## SUPPLIED TEXT
________________________
Figure 2. Effect of ZmBSK1 on root growth of maize seeds under salt stress. (A) The expression levels of ZmBSK1 in OE-ZmBSK1 and wild type (WT) plants. The expression of ZmBSK1 was measured by qRT-PCR, and ZmActin2 served as an internal control. (B) The protein levels of ZmBSK1 in OE-ZmBSK1 and WT plants. Total proteins extracted from the leaves were used for immunoblotting with anti-Flag antibody. β-actin was used as a loading control. (C) The root growth phenotypes of OE-ZmBSK1 and WT maize seeds under salt stress. The maize seeds were spread on paper containing 200 mM NaCl for 4 days during germination. Scale bar = 1 cm. (D) Statistical analysis of root length in (C). Error bars in (A,D) represent ±SD (n = 3). Different letters indicate significant differences at p < 0.05 according to one-way or two-way ANOVA (Duncan’s multiple range test).
Figure 3. Overexpression of ZmBSK1 improves salt tolerance in maize. (A) The phenotypes of OE-ZmBSK1 and WT maize plants under salt stress. About 10-day-old maize seedlings were treated with 200 mM NaCl for 14 days, and then recovered for 5 days. Scale bar = 5 cm. (B) Survival rate (%) of maize plants in (A). At least 45 seedlings of each line per replicate were used for survival rate analysis. The malondialdehyde (MDA) content (C) and the percentage of electrolyte leakage (D) in leaves of OE-ZmBSK1 and WT maize plants under salt stress. About 10-day-old maize seedlings were treated with 200 mM NaCl for 2 days, and then the physiological indexes as indicated were measured. Error bars in (B–D) represent ±SD (n = 3). Different letters indicate significant differences at p < 0.05 according to one-way or two-way ANOVA (Duncan’s multiple range test).
Overexpression of ZmBSK1 Alleviates Oxidative Damage Caused by Salt Stress in Maize
The MDA content and the percentage of electrolyte leakage are two major indicators of oxidative damage in plants (Jiang and Zhang, 2002; Zhang et al., 2011). Thus, these two physiological indicators were also detected. As shown in Figures 3C,D, without NaCl treatment, no significant difference was observed in the MDA content and the percentage of electrolyte leakage between WT plants and transgenic lines. Salt stress caused marked increases in the MDA content and the percentage of electrolyte leakage in WT plants compared with control conditions, which were further alleviated in OE-ZmBSK1 transgenic lines. These results suggest that overexpression of ZmBSK1 can largely protect maize plants from oxidative damage under salt stress.
________________________
## EXERCISE SET
(A) Why does the ZmBSK1 salt-stress text measure MDA content and the percentage of electrolyte leakage? Answer in one to three sentences.
(B) Could you carry on the ZmBSK1 salt-stress text, starting right after its final sentence?

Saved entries
________________________
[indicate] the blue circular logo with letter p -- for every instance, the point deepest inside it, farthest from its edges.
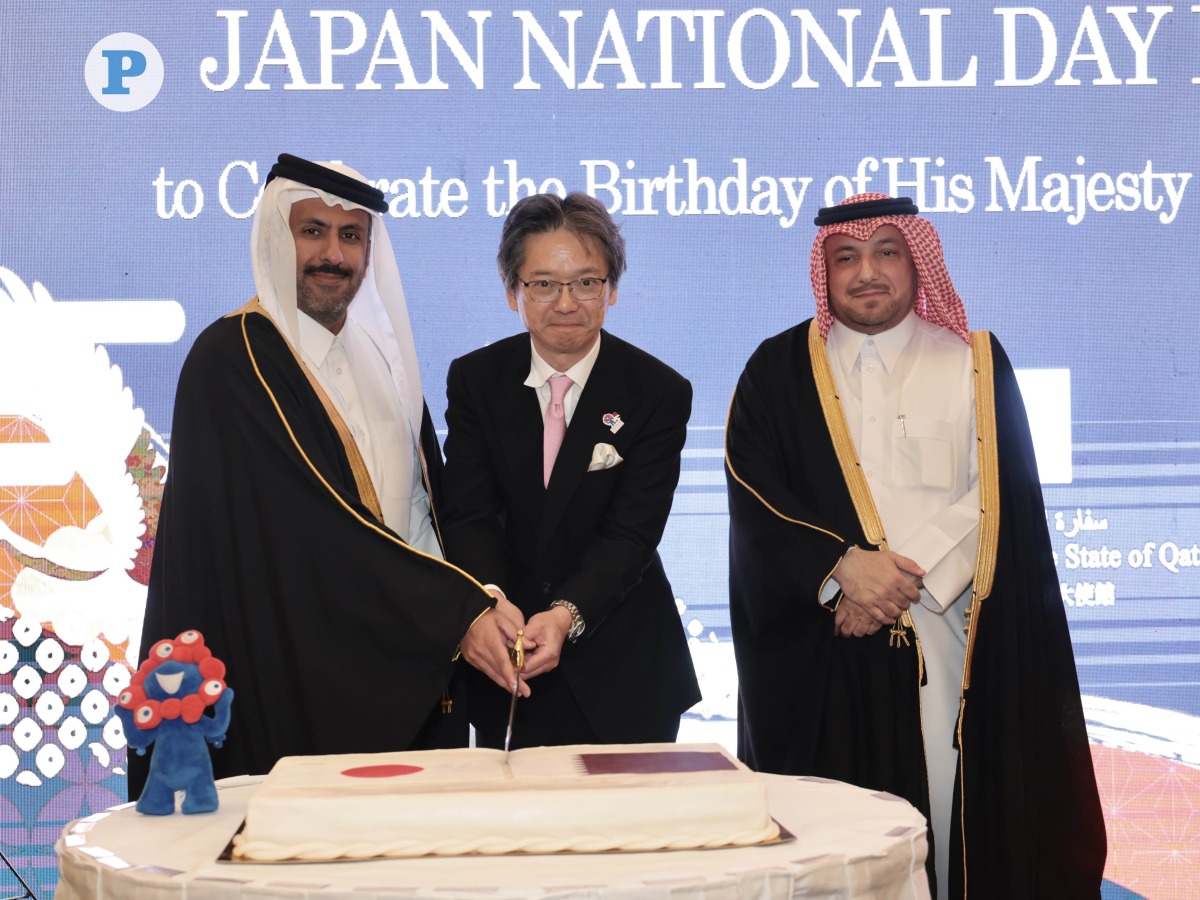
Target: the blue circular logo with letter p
(124, 72)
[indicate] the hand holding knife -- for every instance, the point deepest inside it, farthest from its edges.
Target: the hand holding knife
(517, 655)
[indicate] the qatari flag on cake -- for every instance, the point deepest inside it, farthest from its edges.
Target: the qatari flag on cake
(653, 762)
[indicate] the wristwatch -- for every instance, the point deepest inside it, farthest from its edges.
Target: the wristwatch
(577, 623)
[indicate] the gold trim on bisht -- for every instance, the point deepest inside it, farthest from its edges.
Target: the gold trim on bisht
(729, 465)
(989, 489)
(358, 466)
(852, 473)
(988, 461)
(253, 306)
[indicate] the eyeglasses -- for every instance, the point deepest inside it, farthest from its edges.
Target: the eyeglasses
(546, 291)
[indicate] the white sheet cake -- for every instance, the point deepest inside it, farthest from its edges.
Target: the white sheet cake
(583, 798)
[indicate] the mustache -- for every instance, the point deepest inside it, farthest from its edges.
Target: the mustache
(328, 269)
(865, 288)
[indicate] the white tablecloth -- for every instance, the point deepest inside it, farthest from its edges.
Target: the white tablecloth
(849, 843)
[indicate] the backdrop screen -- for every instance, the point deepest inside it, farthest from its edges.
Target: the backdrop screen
(1053, 145)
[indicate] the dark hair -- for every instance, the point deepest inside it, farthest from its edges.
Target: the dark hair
(583, 216)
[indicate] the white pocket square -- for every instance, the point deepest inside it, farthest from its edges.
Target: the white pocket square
(604, 456)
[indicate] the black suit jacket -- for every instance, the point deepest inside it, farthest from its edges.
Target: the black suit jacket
(588, 537)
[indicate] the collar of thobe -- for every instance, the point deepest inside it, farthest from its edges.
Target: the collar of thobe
(540, 371)
(846, 345)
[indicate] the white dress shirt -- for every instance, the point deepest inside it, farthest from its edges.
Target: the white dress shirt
(359, 381)
(540, 372)
(909, 397)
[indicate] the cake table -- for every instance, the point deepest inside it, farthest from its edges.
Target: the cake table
(847, 843)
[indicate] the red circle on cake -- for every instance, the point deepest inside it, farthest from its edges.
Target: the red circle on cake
(381, 771)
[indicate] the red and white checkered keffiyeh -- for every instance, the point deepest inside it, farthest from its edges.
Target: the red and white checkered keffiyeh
(937, 301)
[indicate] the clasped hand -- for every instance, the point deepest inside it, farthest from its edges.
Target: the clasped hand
(877, 587)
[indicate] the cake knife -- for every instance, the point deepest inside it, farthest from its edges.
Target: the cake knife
(517, 654)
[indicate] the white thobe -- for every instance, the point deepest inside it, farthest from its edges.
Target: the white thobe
(359, 382)
(909, 399)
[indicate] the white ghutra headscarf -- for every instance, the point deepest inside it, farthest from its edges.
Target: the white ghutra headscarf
(378, 309)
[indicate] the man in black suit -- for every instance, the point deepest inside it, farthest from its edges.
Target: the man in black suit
(563, 522)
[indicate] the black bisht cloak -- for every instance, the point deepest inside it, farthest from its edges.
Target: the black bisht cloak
(849, 708)
(337, 636)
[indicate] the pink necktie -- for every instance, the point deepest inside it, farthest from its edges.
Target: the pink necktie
(556, 424)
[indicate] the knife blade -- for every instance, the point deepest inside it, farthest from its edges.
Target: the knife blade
(517, 655)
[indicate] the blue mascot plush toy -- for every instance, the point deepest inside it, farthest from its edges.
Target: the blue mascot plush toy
(165, 706)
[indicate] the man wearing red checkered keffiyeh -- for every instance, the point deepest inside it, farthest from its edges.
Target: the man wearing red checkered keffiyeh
(895, 610)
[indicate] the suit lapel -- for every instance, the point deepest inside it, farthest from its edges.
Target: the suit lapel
(609, 390)
(519, 419)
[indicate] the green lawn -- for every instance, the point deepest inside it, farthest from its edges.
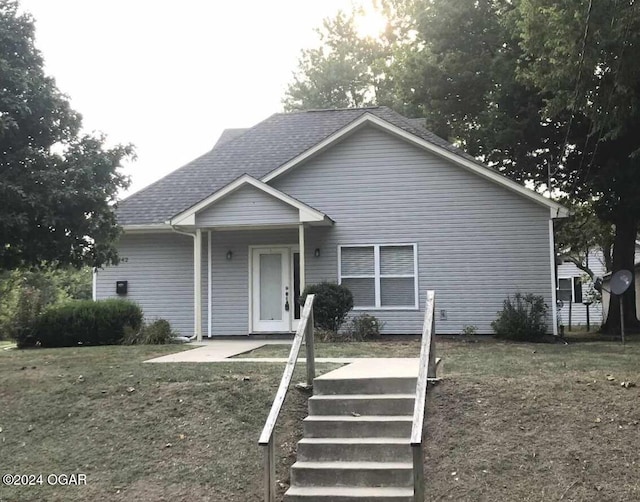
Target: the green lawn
(523, 422)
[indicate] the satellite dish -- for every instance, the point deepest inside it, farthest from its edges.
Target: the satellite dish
(621, 281)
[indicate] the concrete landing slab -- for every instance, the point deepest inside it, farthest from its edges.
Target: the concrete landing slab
(375, 368)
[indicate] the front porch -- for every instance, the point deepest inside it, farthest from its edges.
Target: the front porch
(251, 248)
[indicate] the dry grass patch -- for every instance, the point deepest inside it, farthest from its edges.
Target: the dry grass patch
(535, 423)
(148, 432)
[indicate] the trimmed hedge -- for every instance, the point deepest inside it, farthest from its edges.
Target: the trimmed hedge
(523, 318)
(331, 305)
(84, 323)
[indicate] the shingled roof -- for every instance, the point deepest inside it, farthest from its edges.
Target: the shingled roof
(256, 151)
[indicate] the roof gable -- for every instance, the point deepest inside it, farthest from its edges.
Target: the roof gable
(280, 140)
(306, 214)
(465, 162)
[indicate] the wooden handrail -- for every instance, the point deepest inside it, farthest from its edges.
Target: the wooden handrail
(266, 441)
(426, 370)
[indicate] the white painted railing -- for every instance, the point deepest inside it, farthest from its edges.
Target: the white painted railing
(266, 441)
(426, 372)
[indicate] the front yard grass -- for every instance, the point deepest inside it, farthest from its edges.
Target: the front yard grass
(524, 422)
(147, 432)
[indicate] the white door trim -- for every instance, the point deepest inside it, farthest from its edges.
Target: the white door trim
(290, 248)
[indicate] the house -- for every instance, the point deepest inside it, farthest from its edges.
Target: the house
(364, 197)
(575, 290)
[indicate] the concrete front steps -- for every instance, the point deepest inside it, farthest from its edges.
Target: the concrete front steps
(356, 438)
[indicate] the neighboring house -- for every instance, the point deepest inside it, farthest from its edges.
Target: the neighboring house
(575, 288)
(363, 197)
(607, 285)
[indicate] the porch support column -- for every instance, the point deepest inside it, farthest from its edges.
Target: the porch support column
(302, 253)
(209, 288)
(197, 284)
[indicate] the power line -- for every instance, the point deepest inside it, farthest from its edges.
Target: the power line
(577, 90)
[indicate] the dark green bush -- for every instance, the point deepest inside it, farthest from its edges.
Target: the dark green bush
(29, 305)
(364, 327)
(523, 318)
(158, 332)
(84, 323)
(331, 305)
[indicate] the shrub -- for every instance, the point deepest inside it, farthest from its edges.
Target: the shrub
(469, 330)
(84, 323)
(29, 305)
(331, 305)
(158, 332)
(363, 327)
(524, 318)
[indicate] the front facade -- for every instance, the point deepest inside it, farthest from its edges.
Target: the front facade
(367, 199)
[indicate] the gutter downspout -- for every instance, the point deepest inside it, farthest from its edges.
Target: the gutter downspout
(197, 281)
(552, 256)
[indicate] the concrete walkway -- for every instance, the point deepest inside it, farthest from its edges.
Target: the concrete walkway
(216, 351)
(225, 350)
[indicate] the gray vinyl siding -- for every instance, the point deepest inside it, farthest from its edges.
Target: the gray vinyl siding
(477, 241)
(159, 271)
(248, 206)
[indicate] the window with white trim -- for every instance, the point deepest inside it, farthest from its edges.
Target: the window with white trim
(570, 289)
(380, 276)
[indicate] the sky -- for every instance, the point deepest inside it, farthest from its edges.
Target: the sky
(169, 76)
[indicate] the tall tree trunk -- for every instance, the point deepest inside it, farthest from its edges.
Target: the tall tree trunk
(624, 248)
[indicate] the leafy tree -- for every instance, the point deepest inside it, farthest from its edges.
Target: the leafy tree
(582, 233)
(589, 69)
(25, 293)
(58, 186)
(349, 70)
(547, 92)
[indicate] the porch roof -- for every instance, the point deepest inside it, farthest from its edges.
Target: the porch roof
(247, 201)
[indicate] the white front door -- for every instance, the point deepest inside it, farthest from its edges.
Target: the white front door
(272, 294)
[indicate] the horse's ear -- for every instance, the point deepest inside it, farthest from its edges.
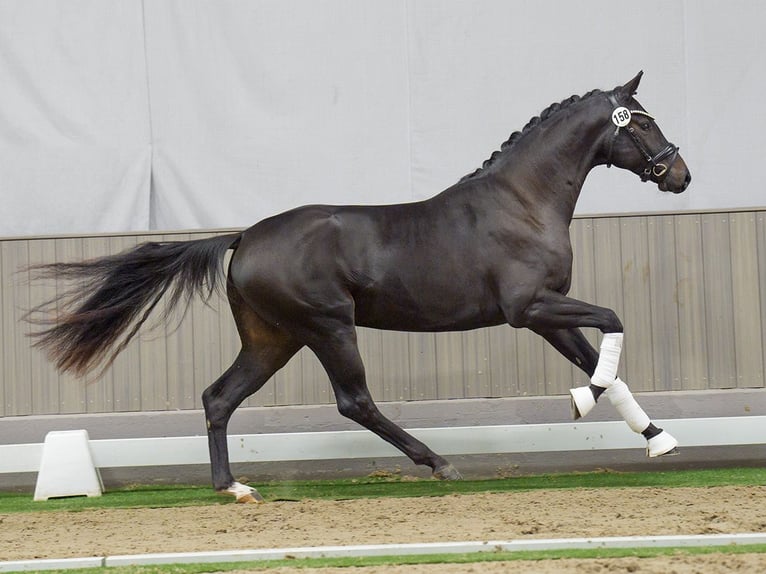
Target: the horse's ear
(632, 86)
________________________
## ANSWERS TO THIS EXERCISE
(A) MDA content and the percentage of electrolyte leakage are two major indicators of oxidative damage in plants. They were therefore measured to judge how much oxidative damage salt stress caused in the WT and OE-ZmBSK1 maize plants.

(B)
ZmBSK1 Reduces the Accumulation of ROS by Enhancing Antioxidant Defense System Under Salt Stress in Maize
Salinity-induced ROS accumulation is responsible for oxidative damage (Foyer, 2018). The NBT and DAB staining were used to determine the levels of O2− and H2O2 in maize leaves. As shown in Figures 4A,B, the accumulation of O2− and H2O2 in OE-ZmBSK1 transgenic lines was obviously lower than that in WT plants exposed to salt stress. In agreement with the results of staining, the O2− production rate and the H2O2 content were lower in transgenic lines than that in WT plants under salt stress (Figures 4C,D). Under normal conditions, there was no obvious difference in the accumulation and the content of ROS in all lines (Figures 4A–D). These results show that overexpression of ZmBSK1 reduces ROS level in plants in response to salt stress.
Figure 4. Effect of ZmBSK1 on reactive oxygen species (ROS) levels, antioxidant defense enzymes activity and proline content under salt stress. Nitroblue tetrazolium (NBT) staining of O2− (A) and 3,3′-diaminobenzidine (DAB) staining of H2O2 (B) in leaves of OE-ZmBSK1 and WT maize plants under salt stress. Scale bar = 1 cm. Statistical analysis of O2− production rates (C) and H2O2 content (D) in leaves of OE-ZmBSK1 and WT maize plants under salt stress. Ascorbate peroxidase (APX) activity (E), catalase (CAT) activity (F), superoxide dismutase (SOD) activity (G), and proline content (H) in leaves of OE-ZmBSK1 and WT maize plants under salt stress. About 10-day-old maize seedlings in (A–H) were treated with 200 mM NaCl for 2 days, and then the above physiological indexes as indicated were measured. Error bars in (C–H) represent ±SD (n = 3). Different letters indicate significant differences at p < 0.05 according to two-way ANOVA (Duncan’s multiple range test).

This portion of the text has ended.